> _Selected extract_:
● ● ●

Something’s Gotta Give

I’ve had a song stuck in my head all day.  We all experience this issue every once in a while where a song that we kind of know the words to runs through our mind non-stop.  You sing the words that you know and make up others along the way, humming the tune until you want to stick your hand into your ear and attempt to manually extract the song from your head.  Today, for me, that song is Something’s Gotta Give by Christian Kane.  However, I’m okay with the tune in my head.  In fact, I think it should take off its shoes, put up its feet and stick around for awhile.

Let me first start off with a confession/disclaimer.  Anyone who knows me is aware of the fact that when I find something I really like, I will obsess over it for a bit.  Now, I’m not a stalker, I don’t do anything illegal (I’m too neurotic for that), and I don’t bother anyone.  But when I find something that I enjoy, I will immerse myself in it.  My husband says that I have an addictive personality.  I respectfully disagree with his assessment.  I  like to categorize my obsessive spurts as me showing my appreciation for something that may, or may not, be worth appreciating.

For example, when I was a kid, we’re talking elementary school age, I loved the movie The Three Amigos.  I watched it over and over again, which was hard to do back in the era before DVRs and DVDs.  I watched the movie so many times in such a short period that my mother decided to hide the video tape from me so I couldn’t watch it anymore.  I can’t explain why I loved that movie so much, but I know that something about it made me happy, and I wanted to experience that feeling as many times as I could.

Why am I telling you this extremely embarrassing story?  Because old habits die hard.  I’m almost 31 years old, and here I am, slightly obsessing over this song.  I play it on repeat, listening to it over and over again, finding comfort in the lyrics.  It’s as if the words describe everything I feel right now.  Not the part about working blue-collar jobs in Texas, it is a country song after all.  No, it’s the overall message that we shouldn’t sit idly by and watch our lives and dreams go by that strikes a sharp chord with me.  Right now, I feel as if I am nailed to my office walls, looking out my window at all of the possibilities that await me, yet I remain immobile.  I could be a lawyer, a baker…a candlestick maker.  I could be anything.  That thought in and of itself is overwhelming.  But mix that it with indecision and fear of change, and I’m sitting on that fence right next to Christian Kane, mourning the hole in my favorite boots.

● ● ●

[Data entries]
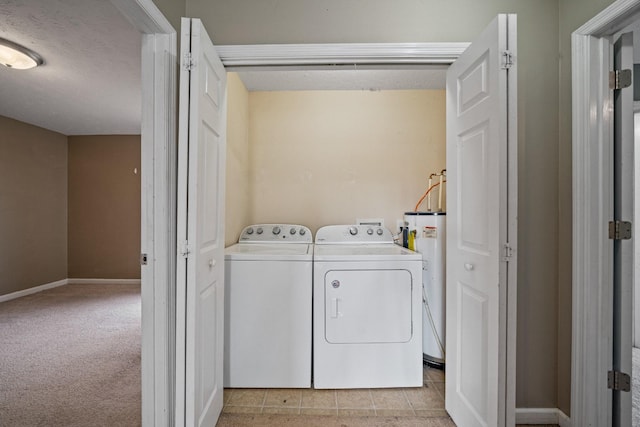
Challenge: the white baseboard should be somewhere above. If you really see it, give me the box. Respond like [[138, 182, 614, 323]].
[[0, 279, 68, 302], [67, 278, 141, 285], [516, 408, 571, 427], [0, 279, 141, 302]]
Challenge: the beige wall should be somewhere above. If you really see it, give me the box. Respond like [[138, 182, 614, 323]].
[[68, 135, 140, 279], [558, 0, 613, 414], [0, 116, 67, 295], [225, 73, 250, 246], [249, 90, 445, 232], [192, 0, 564, 408]]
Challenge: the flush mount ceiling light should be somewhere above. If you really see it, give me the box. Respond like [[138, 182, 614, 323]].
[[0, 38, 44, 70]]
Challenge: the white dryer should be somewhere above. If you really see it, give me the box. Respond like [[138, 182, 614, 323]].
[[223, 224, 313, 388], [313, 225, 423, 389]]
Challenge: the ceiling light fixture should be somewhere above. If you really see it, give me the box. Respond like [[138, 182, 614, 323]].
[[0, 38, 44, 70]]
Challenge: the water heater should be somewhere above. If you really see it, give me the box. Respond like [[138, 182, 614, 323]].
[[404, 212, 446, 368]]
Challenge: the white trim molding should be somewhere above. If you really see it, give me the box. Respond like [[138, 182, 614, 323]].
[[516, 408, 571, 427], [111, 0, 176, 427], [67, 278, 140, 285], [0, 278, 140, 302], [0, 279, 68, 302], [571, 0, 640, 427], [216, 43, 469, 68]]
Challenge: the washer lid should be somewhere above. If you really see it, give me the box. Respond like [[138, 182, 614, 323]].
[[314, 243, 422, 261], [224, 243, 313, 261]]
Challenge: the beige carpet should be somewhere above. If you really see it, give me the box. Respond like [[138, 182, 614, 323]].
[[0, 284, 141, 426]]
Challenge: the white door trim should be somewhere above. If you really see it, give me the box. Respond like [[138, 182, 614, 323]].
[[111, 0, 177, 426], [571, 0, 640, 426], [216, 43, 469, 68]]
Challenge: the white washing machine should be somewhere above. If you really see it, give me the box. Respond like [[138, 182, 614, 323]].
[[223, 224, 313, 388], [313, 225, 423, 389]]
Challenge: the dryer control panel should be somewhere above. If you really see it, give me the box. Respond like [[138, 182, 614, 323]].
[[316, 225, 393, 245], [240, 224, 313, 243]]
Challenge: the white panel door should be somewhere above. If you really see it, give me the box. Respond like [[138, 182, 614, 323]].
[[446, 15, 517, 427], [176, 18, 226, 426], [611, 32, 637, 427]]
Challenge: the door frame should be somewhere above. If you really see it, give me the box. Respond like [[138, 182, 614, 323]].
[[216, 37, 517, 425], [571, 0, 640, 426], [111, 0, 178, 426]]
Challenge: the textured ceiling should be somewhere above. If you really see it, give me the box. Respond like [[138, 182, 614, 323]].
[[0, 0, 142, 135]]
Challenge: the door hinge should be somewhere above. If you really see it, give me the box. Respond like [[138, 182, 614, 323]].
[[500, 50, 513, 70], [609, 69, 632, 90], [502, 243, 513, 262], [180, 241, 191, 258], [609, 221, 632, 240], [182, 52, 195, 71], [607, 371, 631, 391]]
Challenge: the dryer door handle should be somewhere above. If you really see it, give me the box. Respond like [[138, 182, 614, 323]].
[[331, 298, 340, 319]]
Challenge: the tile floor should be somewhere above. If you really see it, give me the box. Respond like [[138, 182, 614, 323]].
[[222, 367, 447, 417]]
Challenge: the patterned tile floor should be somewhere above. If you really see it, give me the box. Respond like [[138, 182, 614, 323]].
[[222, 367, 447, 417]]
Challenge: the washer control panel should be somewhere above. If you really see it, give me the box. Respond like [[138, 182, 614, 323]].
[[240, 224, 313, 243], [316, 225, 393, 245]]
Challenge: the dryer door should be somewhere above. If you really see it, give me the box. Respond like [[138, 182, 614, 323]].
[[324, 270, 413, 344]]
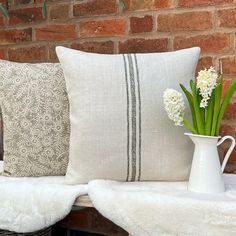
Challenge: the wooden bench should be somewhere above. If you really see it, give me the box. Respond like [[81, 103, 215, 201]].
[[57, 195, 130, 236]]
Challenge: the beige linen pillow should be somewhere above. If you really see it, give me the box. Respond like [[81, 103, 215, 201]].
[[56, 47, 200, 184], [0, 60, 69, 176]]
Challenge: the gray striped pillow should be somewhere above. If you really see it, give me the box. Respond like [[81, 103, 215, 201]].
[[57, 47, 200, 184]]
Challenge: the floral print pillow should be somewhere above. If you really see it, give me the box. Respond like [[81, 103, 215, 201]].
[[0, 60, 69, 176]]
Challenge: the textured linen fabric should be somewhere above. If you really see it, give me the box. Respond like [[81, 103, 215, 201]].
[[56, 47, 200, 184], [0, 60, 70, 176], [88, 174, 236, 236]]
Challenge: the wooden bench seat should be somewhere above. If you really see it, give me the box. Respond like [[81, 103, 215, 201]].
[[74, 195, 93, 207]]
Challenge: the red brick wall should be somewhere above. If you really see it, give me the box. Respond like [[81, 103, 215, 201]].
[[0, 0, 236, 169]]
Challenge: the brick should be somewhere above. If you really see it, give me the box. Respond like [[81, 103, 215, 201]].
[[154, 0, 171, 8], [80, 19, 126, 37], [8, 46, 47, 62], [9, 7, 43, 25], [224, 103, 236, 120], [14, 0, 31, 4], [196, 57, 213, 72], [218, 8, 236, 27], [48, 43, 70, 62], [0, 15, 4, 27], [220, 124, 234, 136], [35, 24, 77, 41], [49, 4, 69, 20], [0, 28, 32, 45], [119, 38, 168, 53], [73, 0, 117, 16], [0, 48, 5, 59], [157, 11, 213, 32], [130, 16, 153, 33], [178, 0, 231, 7], [174, 33, 230, 53], [71, 41, 114, 54], [222, 79, 232, 97], [129, 0, 154, 11], [221, 56, 236, 75]]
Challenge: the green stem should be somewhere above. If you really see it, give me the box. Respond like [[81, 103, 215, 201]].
[[211, 76, 222, 136], [180, 84, 197, 133], [205, 90, 215, 136], [216, 81, 236, 135], [191, 84, 205, 134]]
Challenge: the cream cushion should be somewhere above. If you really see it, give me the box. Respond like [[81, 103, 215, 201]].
[[56, 47, 200, 184], [0, 60, 70, 176]]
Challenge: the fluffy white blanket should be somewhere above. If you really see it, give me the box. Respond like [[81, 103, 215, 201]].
[[88, 175, 236, 236], [0, 160, 87, 233]]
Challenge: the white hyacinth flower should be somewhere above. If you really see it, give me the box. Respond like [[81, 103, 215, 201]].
[[197, 67, 218, 108], [163, 89, 185, 126]]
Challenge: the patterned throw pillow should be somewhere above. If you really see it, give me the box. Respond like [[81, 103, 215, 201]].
[[0, 60, 69, 176], [57, 47, 200, 184]]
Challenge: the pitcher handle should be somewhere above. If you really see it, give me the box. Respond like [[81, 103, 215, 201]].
[[217, 135, 235, 172]]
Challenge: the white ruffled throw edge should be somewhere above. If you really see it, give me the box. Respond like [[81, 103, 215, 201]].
[[0, 159, 236, 236], [88, 175, 236, 236], [0, 162, 88, 233]]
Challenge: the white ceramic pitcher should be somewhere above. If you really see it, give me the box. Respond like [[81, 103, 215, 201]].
[[185, 133, 235, 193]]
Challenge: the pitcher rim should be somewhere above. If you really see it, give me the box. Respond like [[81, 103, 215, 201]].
[[184, 132, 221, 139]]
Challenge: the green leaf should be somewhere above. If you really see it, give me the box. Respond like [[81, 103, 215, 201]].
[[183, 118, 197, 134], [119, 0, 125, 10], [191, 83, 205, 134], [205, 90, 215, 136], [216, 81, 236, 136], [0, 4, 9, 19], [42, 0, 47, 18], [180, 84, 197, 130], [211, 76, 222, 136]]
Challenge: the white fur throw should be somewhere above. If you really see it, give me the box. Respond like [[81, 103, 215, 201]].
[[89, 175, 236, 236], [0, 163, 87, 233]]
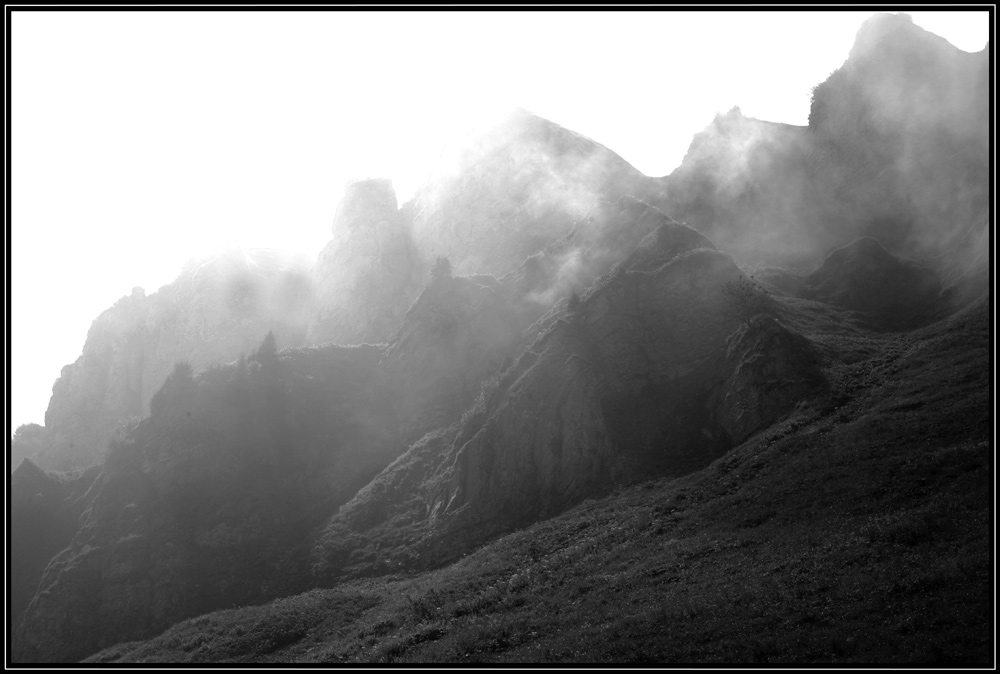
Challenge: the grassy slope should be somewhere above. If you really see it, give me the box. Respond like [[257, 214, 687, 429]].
[[86, 294, 994, 664]]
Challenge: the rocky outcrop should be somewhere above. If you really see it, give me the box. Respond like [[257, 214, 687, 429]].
[[802, 237, 945, 330], [308, 180, 425, 344], [7, 459, 100, 636], [33, 250, 312, 470], [715, 315, 824, 445], [404, 110, 661, 277], [314, 221, 818, 583], [663, 14, 989, 274], [13, 346, 400, 662], [382, 276, 526, 443]]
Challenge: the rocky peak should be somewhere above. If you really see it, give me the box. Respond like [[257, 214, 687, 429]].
[[333, 178, 399, 235], [34, 244, 312, 470], [308, 179, 423, 344]]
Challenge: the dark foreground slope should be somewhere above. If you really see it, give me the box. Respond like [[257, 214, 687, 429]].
[[91, 298, 994, 665]]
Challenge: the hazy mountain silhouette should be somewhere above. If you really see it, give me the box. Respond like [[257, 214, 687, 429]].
[[10, 15, 992, 664]]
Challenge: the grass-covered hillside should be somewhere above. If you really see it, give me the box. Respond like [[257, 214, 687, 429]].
[[88, 298, 994, 665]]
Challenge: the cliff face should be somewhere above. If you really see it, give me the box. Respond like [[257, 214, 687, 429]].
[[802, 237, 942, 330], [308, 180, 424, 344], [7, 459, 100, 637], [405, 110, 660, 276], [665, 14, 989, 282], [314, 216, 822, 583], [33, 250, 312, 470], [14, 346, 399, 662]]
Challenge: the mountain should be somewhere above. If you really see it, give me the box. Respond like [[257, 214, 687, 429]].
[[308, 180, 426, 344], [11, 16, 992, 664], [404, 109, 661, 276], [662, 14, 990, 299], [86, 298, 995, 667], [20, 249, 312, 470]]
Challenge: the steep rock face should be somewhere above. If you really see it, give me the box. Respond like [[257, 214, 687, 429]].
[[664, 14, 989, 275], [308, 180, 424, 344], [405, 110, 661, 277], [382, 276, 524, 443], [716, 315, 824, 445], [7, 459, 100, 636], [314, 222, 817, 583], [664, 108, 826, 261], [35, 250, 311, 470], [13, 346, 400, 662], [802, 237, 942, 330], [10, 424, 49, 472]]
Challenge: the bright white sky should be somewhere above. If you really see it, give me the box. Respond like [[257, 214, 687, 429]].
[[8, 11, 989, 432]]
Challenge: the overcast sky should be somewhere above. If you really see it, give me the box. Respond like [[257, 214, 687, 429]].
[[8, 11, 989, 431]]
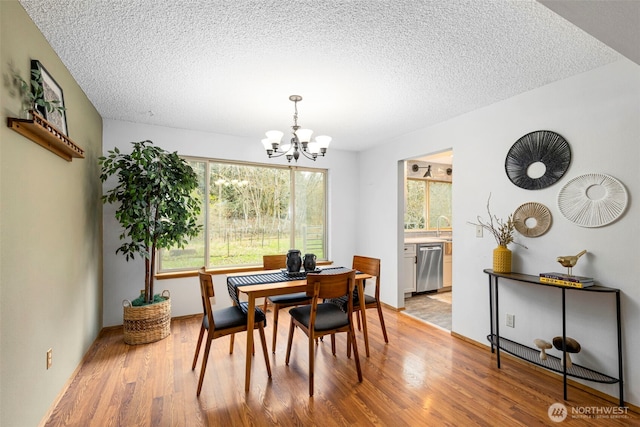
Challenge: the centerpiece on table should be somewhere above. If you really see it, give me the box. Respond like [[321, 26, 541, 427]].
[[472, 195, 527, 273], [99, 141, 202, 344]]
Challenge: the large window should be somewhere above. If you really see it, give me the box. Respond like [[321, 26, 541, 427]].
[[160, 159, 327, 271], [404, 179, 451, 231]]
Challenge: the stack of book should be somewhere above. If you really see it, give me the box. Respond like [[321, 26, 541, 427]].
[[540, 272, 594, 288]]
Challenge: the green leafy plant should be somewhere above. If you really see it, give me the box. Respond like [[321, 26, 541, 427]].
[[98, 140, 202, 304], [13, 69, 66, 113], [471, 194, 528, 249]]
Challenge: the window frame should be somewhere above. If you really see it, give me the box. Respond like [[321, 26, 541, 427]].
[[403, 177, 453, 233], [156, 156, 329, 276]]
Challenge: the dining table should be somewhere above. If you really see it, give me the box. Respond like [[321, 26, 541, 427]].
[[227, 267, 373, 392]]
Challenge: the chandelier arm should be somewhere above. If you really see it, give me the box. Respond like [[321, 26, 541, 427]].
[[300, 150, 318, 162]]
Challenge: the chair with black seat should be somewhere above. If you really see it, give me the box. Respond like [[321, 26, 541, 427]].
[[262, 255, 311, 353], [285, 270, 362, 396], [191, 267, 271, 396], [339, 255, 389, 357]]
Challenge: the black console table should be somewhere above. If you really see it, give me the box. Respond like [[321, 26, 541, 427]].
[[484, 269, 624, 407]]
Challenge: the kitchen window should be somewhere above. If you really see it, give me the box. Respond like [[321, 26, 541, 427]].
[[404, 178, 451, 231], [159, 158, 327, 272]]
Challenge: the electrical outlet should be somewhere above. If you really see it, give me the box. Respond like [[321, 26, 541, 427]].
[[507, 314, 516, 328]]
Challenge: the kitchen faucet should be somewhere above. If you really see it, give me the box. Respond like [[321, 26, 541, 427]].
[[436, 215, 451, 237]]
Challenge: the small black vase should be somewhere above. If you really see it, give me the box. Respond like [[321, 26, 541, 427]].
[[287, 249, 302, 273], [302, 254, 316, 271]]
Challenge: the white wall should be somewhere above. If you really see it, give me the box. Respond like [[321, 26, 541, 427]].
[[103, 120, 358, 326], [356, 60, 640, 405]]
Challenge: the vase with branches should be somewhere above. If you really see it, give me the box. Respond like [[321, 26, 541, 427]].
[[471, 194, 527, 273]]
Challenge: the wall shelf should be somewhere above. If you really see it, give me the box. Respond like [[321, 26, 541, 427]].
[[7, 112, 84, 162], [484, 269, 624, 407]]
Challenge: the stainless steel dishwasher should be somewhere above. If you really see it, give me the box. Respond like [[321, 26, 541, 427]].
[[416, 243, 442, 292]]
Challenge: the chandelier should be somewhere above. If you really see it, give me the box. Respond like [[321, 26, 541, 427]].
[[262, 95, 331, 163]]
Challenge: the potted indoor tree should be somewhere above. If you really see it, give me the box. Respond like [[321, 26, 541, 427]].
[[99, 140, 201, 344]]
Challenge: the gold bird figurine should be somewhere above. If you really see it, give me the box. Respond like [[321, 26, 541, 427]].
[[557, 249, 587, 276]]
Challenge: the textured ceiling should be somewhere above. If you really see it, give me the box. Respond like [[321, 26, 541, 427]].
[[20, 0, 622, 154]]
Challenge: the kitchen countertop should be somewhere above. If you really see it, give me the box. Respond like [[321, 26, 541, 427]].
[[404, 237, 451, 245]]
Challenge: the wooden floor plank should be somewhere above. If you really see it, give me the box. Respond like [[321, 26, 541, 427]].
[[45, 310, 640, 427]]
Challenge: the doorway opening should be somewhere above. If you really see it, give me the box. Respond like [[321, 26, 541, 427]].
[[401, 149, 454, 331]]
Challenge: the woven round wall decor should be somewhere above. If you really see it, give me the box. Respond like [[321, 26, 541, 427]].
[[513, 202, 551, 237], [504, 130, 571, 190], [558, 173, 628, 227]]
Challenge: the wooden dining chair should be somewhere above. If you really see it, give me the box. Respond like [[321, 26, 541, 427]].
[[339, 255, 389, 357], [262, 255, 311, 353], [191, 267, 271, 396], [285, 270, 362, 396]]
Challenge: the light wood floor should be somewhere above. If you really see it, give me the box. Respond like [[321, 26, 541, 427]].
[[46, 310, 640, 427]]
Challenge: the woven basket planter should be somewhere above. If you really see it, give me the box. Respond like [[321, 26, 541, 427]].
[[122, 290, 171, 345]]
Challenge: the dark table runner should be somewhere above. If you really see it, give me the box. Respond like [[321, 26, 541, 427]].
[[227, 267, 358, 313]]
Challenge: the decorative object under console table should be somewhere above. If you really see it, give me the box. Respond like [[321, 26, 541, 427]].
[[484, 269, 624, 407]]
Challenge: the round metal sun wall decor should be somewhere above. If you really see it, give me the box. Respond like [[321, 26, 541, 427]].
[[558, 173, 628, 227], [513, 202, 551, 237], [504, 130, 571, 190]]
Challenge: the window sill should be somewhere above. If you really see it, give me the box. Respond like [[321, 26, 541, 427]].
[[155, 261, 333, 280]]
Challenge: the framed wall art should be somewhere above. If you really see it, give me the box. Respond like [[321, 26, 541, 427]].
[[31, 59, 69, 136]]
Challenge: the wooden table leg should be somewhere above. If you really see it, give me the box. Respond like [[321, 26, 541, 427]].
[[244, 294, 256, 392], [358, 280, 369, 357]]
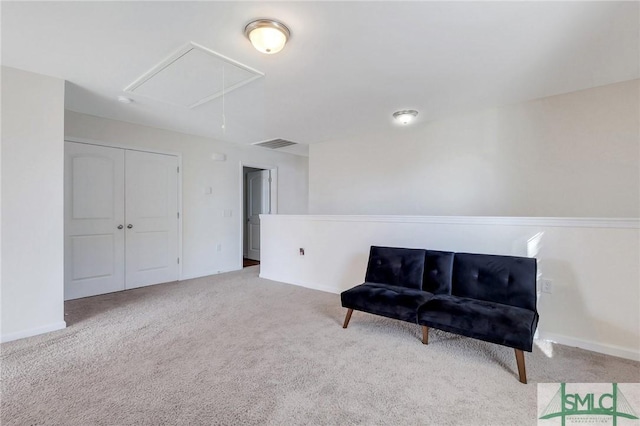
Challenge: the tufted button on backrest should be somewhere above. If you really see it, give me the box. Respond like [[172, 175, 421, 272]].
[[365, 246, 425, 289], [422, 250, 453, 294], [451, 253, 536, 310]]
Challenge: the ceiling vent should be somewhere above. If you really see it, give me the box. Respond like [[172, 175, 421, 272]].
[[253, 139, 297, 149], [124, 42, 264, 108]]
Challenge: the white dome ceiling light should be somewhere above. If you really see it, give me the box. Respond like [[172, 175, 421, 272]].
[[244, 19, 291, 55], [393, 109, 418, 124]]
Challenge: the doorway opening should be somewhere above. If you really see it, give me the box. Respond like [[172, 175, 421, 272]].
[[241, 164, 277, 268]]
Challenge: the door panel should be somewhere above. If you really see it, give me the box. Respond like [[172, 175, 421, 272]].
[[64, 142, 125, 300], [247, 170, 271, 260], [125, 151, 178, 288]]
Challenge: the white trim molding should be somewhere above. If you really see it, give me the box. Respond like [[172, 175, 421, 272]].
[[0, 321, 67, 343], [268, 215, 640, 229]]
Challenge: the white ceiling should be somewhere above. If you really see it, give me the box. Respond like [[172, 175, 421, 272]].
[[2, 1, 640, 154]]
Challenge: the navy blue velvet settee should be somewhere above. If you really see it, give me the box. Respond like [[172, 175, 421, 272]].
[[341, 246, 538, 383]]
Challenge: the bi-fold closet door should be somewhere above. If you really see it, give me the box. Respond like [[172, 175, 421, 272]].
[[64, 142, 179, 300]]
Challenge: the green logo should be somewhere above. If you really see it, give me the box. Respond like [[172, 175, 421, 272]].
[[540, 383, 638, 426]]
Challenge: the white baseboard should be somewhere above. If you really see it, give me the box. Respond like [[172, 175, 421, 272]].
[[0, 321, 67, 343], [259, 273, 341, 294], [539, 332, 640, 361]]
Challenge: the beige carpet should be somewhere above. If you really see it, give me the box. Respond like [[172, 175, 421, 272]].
[[1, 266, 640, 426]]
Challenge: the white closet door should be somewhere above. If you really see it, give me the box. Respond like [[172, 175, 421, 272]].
[[125, 151, 178, 288], [64, 142, 125, 300], [247, 170, 271, 260]]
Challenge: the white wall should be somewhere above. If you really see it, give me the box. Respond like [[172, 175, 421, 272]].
[[260, 215, 640, 360], [309, 80, 640, 217], [0, 67, 65, 341], [65, 111, 308, 279]]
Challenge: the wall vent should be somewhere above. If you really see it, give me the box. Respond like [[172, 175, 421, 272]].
[[253, 139, 297, 149], [124, 42, 264, 108]]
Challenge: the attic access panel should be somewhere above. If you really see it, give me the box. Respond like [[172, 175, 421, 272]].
[[124, 42, 264, 108]]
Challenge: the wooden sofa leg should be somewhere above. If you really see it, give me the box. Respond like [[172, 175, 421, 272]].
[[342, 309, 353, 328], [515, 349, 527, 385]]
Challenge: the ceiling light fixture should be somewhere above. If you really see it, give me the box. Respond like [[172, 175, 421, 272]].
[[393, 109, 418, 124], [244, 19, 291, 55]]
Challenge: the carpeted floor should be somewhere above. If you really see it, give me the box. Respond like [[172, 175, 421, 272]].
[[1, 266, 640, 426]]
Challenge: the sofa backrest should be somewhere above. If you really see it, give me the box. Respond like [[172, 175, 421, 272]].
[[451, 253, 536, 311], [365, 246, 425, 290], [422, 250, 453, 294]]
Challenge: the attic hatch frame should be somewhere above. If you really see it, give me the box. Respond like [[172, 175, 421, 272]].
[[124, 41, 265, 109]]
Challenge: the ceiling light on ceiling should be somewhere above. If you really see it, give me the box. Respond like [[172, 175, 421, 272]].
[[244, 19, 291, 55], [393, 109, 418, 124]]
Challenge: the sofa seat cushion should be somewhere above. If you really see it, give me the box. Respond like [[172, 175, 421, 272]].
[[418, 295, 538, 352], [340, 282, 433, 324]]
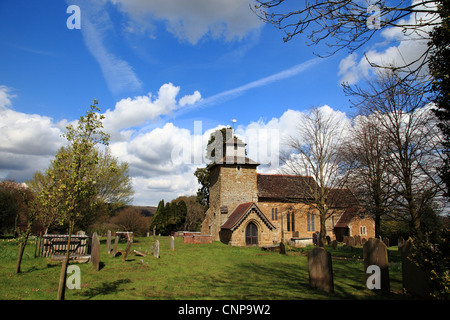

● ● ●

> _Request 1_: Condense the paragraph of the post about the song that begins "For example, when I was a kid" into a short bulleted list that keeps its main facts.
> _Request 2_: According to the post about the song, which movie did the writer watch over and over as a child?
> _Request 3_: Reproduce word for word the passage of the post about the song between "For example, when" and "as I could.", inclusive.
The records have no connection to the text.

> _Task output 1_:
- As an elementary school kid, the writer loved the movie The Three Amigos.
- The writer watched it over and over, which was hard to do before DVRs and DVDs.
- The writer watched it so often in a short period that their mother hid the video tape.
- The writer can't explain the love for the movie but knows it brought happiness and wanted to feel that as often as possible.

> _Task output 2_: The Three Amigos.

> _Task output 3_:
For example, when I was a kid, we’re talking elementary school age, I loved the movie The Three Amigos.  I watched it over and over again, which was hard to do back in the era before DVRs and DVDs.  I watched the movie so many times in such a short period that my mother decided to hide the video tape from me so I couldn’t watch it anymore.  I can’t explain why I loved that movie so much, but I know that something about it made me happy, and I wanted to experience that feeling as many times as I could.